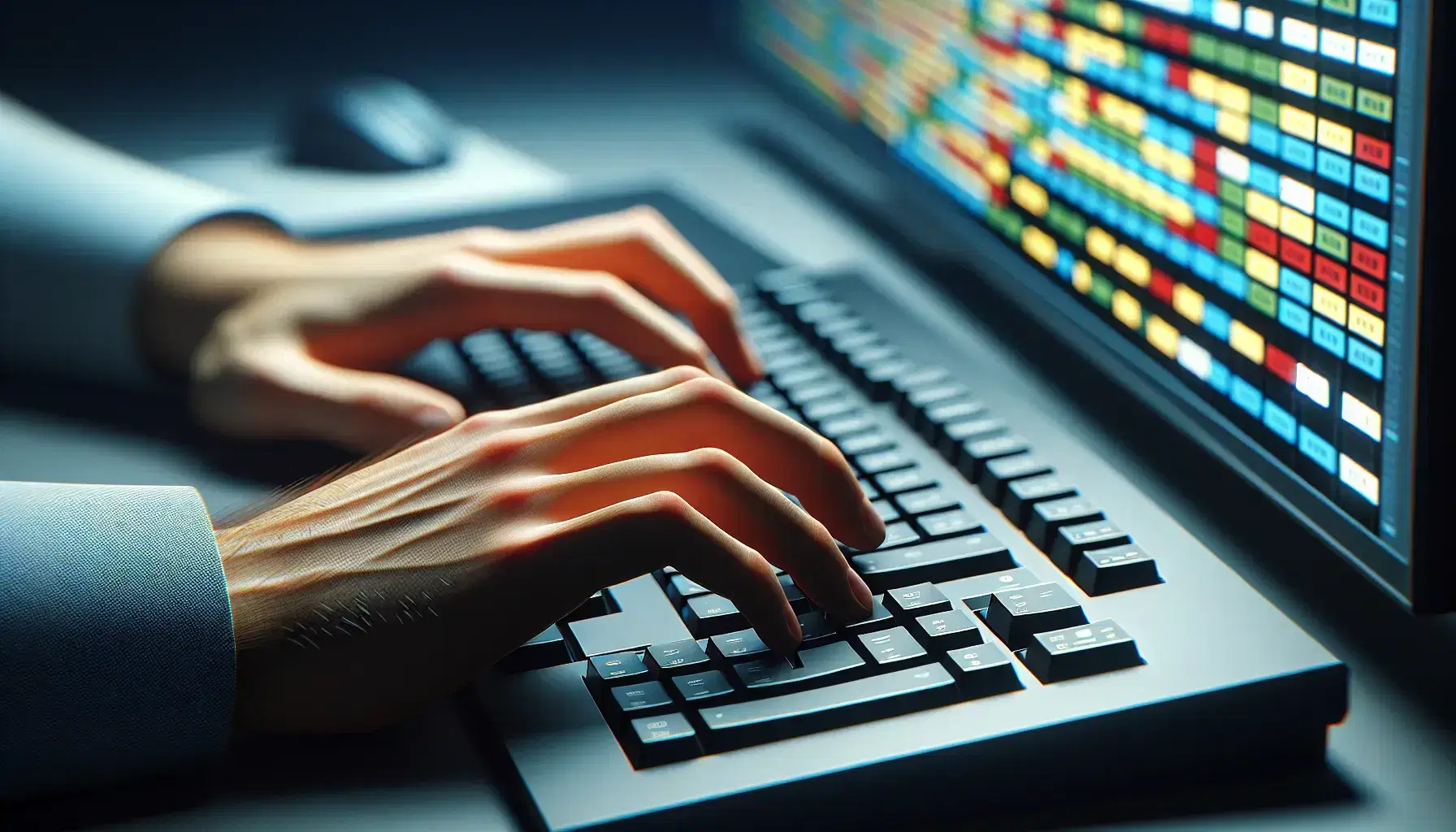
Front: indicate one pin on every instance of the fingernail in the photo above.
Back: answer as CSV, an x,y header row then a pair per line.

_ _ _

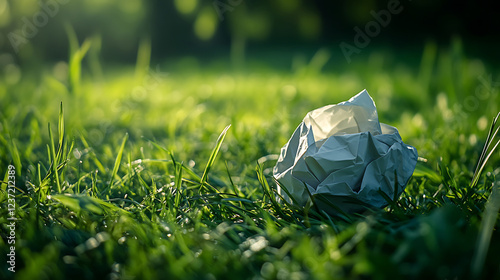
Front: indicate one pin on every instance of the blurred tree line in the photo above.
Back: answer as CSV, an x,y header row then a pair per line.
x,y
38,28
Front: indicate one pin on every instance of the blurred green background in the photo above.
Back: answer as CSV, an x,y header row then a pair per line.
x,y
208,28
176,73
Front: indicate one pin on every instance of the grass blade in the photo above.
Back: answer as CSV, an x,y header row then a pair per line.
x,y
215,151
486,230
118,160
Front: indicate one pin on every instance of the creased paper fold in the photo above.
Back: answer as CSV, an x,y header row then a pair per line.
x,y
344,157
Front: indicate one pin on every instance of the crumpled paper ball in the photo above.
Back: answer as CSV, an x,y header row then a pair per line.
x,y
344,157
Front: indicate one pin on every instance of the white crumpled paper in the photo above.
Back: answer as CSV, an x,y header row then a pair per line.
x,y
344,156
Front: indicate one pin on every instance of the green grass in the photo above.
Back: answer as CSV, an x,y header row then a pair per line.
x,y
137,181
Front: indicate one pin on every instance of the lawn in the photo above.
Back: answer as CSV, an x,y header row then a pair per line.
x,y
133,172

_ _ _

## Problem description
The lines to return are those holding the string "every" anywhere in the listing above.

## Expected answer
Front: indicate one pin on every instance of the fingernail in the photo above.
Front: indicate one pin on every instance of the blurred tree line in the photo above.
Front: indicate one pin on every instance of the blurred green background in the photo above.
Front: indicate one pin on every instance of the grass blade in the photo above.
Front: indicate one pin on every instance of the creased paper fold in the photo above.
Front: indicate one pin on every instance of the crumpled paper ball in the photo above.
Front: indicate one pin on every instance of the white crumpled paper in the photo above.
Front: indicate one pin on every instance of the green grass in the photo above.
Front: indicate one pin on every instance of the lawn in the photo above.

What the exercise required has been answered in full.